• [STATED EXERCISE] Copy out each line in the records below that contains the word "water".
··· SUPPLIED RECORDS ···
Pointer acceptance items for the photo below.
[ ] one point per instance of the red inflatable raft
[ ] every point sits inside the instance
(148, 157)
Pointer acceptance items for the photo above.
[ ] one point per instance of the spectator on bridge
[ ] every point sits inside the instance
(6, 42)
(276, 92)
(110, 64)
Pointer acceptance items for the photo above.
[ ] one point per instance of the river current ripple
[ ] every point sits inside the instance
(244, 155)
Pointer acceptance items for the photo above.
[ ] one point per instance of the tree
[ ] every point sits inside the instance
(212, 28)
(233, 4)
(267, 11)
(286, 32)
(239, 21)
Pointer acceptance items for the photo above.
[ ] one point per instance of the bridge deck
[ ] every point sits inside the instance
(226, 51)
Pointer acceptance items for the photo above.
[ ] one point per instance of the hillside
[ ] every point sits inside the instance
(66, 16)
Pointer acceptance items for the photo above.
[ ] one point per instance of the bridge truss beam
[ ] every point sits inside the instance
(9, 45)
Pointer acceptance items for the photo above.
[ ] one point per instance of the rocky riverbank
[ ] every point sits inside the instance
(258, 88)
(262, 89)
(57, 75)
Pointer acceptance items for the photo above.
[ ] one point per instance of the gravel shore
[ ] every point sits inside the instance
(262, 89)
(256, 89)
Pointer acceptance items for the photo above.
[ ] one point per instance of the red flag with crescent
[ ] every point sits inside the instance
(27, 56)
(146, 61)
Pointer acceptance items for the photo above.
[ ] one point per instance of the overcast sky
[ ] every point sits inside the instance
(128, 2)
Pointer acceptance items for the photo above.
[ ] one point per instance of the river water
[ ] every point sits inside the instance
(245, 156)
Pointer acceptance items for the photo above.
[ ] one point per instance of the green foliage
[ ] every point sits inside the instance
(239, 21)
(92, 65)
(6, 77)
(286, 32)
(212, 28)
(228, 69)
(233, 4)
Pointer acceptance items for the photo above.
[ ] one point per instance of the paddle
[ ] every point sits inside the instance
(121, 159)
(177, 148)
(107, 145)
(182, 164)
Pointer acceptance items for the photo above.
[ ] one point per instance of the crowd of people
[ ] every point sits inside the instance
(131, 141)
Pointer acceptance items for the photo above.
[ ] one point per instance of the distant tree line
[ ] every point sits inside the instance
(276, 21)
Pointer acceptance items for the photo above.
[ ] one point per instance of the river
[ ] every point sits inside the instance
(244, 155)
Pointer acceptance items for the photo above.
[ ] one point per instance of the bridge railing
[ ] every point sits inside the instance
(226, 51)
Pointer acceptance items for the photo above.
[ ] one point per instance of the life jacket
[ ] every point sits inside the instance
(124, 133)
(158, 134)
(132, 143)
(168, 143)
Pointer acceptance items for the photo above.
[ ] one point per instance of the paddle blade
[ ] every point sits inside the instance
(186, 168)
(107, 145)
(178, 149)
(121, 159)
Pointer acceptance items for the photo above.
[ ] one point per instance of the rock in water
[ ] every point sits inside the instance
···
• [ANSWER TO THIS PROBLEM]
[ ] one point per instance of the river water
[ ] one point per instance of the rock in water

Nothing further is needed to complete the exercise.